**Passage shown**
────
The companies under scrutiny claim they spent hundreds of millions of dollars to put in place coronavirus protections and temporarily increase benefits and pay, but the House subcommittee says they could — and should — have done more.
15 years ago, the White House worked with food and agriculture executives to create a plan to sustain the country’s critical services in the event of a pandemic. The report instructed companies to prepare for significant numbers of workers to be absent due to illness, support social distancing in manufacturing plants, and collaborate with local health officials to maintain safe plants. 15 years later, the companies under investigation had enacted almost none of the recommendations for pandemic readiness.
So, when the pandemic started tearing through the U.S. last March, meatpacking plants found themselves scrambling to enable social distancing for workers and find enough masks for workers, many of whom reportedly had to wear old t-shirts and sleep masks to cover their faces.
Under the last presidential administration, OSHA (Occupational Safety and Health Administration), the federal agency tasked with penalizing companies for such hazardous behavior, issued only a “few meager fines” and waited months after receiving complaints from meatpacking plants before conducting any investigations.
It’s unclear what will come of this House investigation. If the past is any clue, after many public hearings, these gargantuan meat companies will be forced to pay fines that, while large, make up only a small fraction of their annual revenues. And the foundational hazards will remain unchanged. But it’s a new administration, a new Congress, and anything is possible. (ProPublica)
Will These Farmers Beat Their Swords Back Into Plowshares?
(Amal Ks via Getty Images)
- After negotiations between Indian labor protestors and the government paused last week due to clashes between protestors and police, the US embassy to India has called for both sides to resume talks in order to end one of the largest strikes in human history.
- On January 26th, protestors fought police in the heart of New Delhi, India’s capital city, leading to the pause in negotiations, increased military presence and fortifications, and Internet and social media shutdowns. After the skirmishes, international celebrities and public figures including Rihanna and Greta Thunberg spoke out to bring attention to the protests.
────
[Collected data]

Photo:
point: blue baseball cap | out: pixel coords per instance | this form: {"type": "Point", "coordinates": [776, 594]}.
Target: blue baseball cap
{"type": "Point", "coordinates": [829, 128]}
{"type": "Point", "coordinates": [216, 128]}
────
**What you will do**
Pick up the news roundup about meatpacking plants and the farmers' protests in India, and continue it from its last sentence.

**Task output**
- The conflict originally erupted two months ago, when the Indian government introduced legislation weakening government regulation of agriculture in the name of economic growth. The new laws would repeal minimum prices for certain crops and allow private companies more free reign, which farmers see as an attack on their already-weak protections under previous labor rules. Over 60% of India’s 1.3 billion people are dependent on agriculture for their income. (Reuters)
Misery Loves Company. Apparently So Does Democratic Decline
- According to the Economist Intelligence Unit (EIU), an economic and political research group, democracy took a step back in 2020. According to the group’s annual Democracy Index, just 8.4% of the world lived in fully democratic countries last year, while over a third lived under authoritarian rule, with the global average democracy index score sinking down to 5.37 out of 10, its lowest point since the Index was established in 2006.
- In 2021 alone, the world has seen many examples of this democratic decline: a military coup occurred on Monday in Myanmar, Russian dissident Alexei Navalny was sentenced to 32 months in jail for supposedly violating probation after seeking medical treatment for an assassination attempt that almost killed him, the Indian government has targeted protestors with social media and Internet shutdowns, and former US President Trump attempted to overturn the results of the 2020 presidential election and sparked a violent invasion of the Capitol.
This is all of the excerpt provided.